___ Data for the task ___
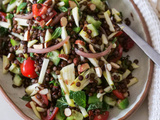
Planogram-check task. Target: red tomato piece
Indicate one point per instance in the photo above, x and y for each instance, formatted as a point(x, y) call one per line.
point(120, 52)
point(3, 16)
point(103, 116)
point(28, 105)
point(42, 11)
point(44, 97)
point(28, 69)
point(51, 116)
point(119, 33)
point(118, 94)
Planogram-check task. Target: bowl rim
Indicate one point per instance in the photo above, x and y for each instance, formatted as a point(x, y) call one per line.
point(148, 85)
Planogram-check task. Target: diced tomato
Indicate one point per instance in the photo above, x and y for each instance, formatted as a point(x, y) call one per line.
___
* Short problem
Turn every line of the rows above into a JSON list of strings, one string per line, skipping blank lines and leaving out the pictures.

* The result
[
  "Planogram-check task. Target: red tomato piece",
  "Indicate one point per instance in the photo above, x and y for each instance, formatted as a point(x, y) call one per line.",
  "point(120, 52)",
  "point(3, 16)",
  "point(103, 116)",
  "point(28, 105)",
  "point(42, 11)",
  "point(44, 97)",
  "point(28, 69)",
  "point(51, 116)",
  "point(119, 33)",
  "point(118, 94)",
  "Planogram-check task. Target: bowl rim",
  "Indicate one point per instance in the photo above, x and y for each instance, formatted as a point(x, y) call one per line.",
  "point(148, 85)",
  "Planogram-check task. Target: diced tomato",
  "Indicate one point per instance in the photo above, x and y for each instance, formatted as a point(x, y) call one per line."
]